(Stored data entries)
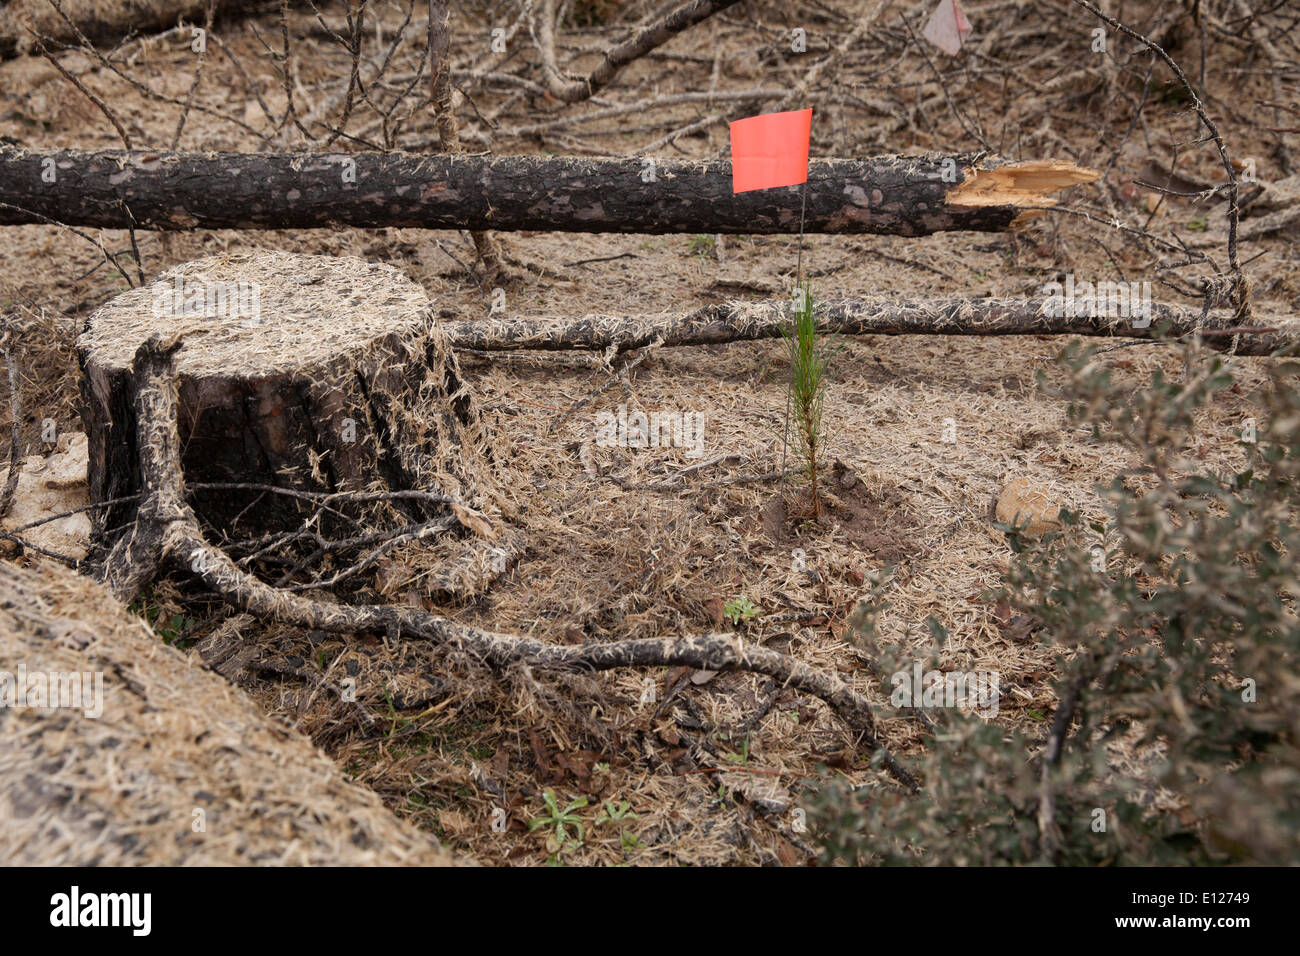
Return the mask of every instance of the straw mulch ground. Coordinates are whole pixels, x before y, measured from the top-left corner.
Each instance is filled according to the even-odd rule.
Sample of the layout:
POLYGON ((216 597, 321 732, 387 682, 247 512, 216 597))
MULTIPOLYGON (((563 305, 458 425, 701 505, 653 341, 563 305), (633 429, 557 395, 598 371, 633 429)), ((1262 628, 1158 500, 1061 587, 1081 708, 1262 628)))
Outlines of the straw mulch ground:
POLYGON ((103 675, 82 708, 0 708, 0 859, 453 862, 302 734, 112 608, 70 571, 0 562, 0 669, 103 675))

**BRIEF:** Output exactly the lines from the first line of the records through the line containing "MULTIPOLYGON (((563 305, 458". Leave out every picture.

**RESPONSE TO THE EXERCISE:**
Return the mask of every instance of the straw mulch ground. Coordinates are whole pixels, x before y, measured from the top-left corner.
Each instance is filled according to the even-odd rule.
Sample of the layout:
POLYGON ((216 597, 321 732, 387 682, 247 512, 216 597))
MULTIPOLYGON (((563 305, 458 425, 701 505, 653 341, 563 305), (633 429, 557 395, 598 371, 633 429)), ((1262 628, 1158 500, 1061 587, 1081 708, 1262 628)))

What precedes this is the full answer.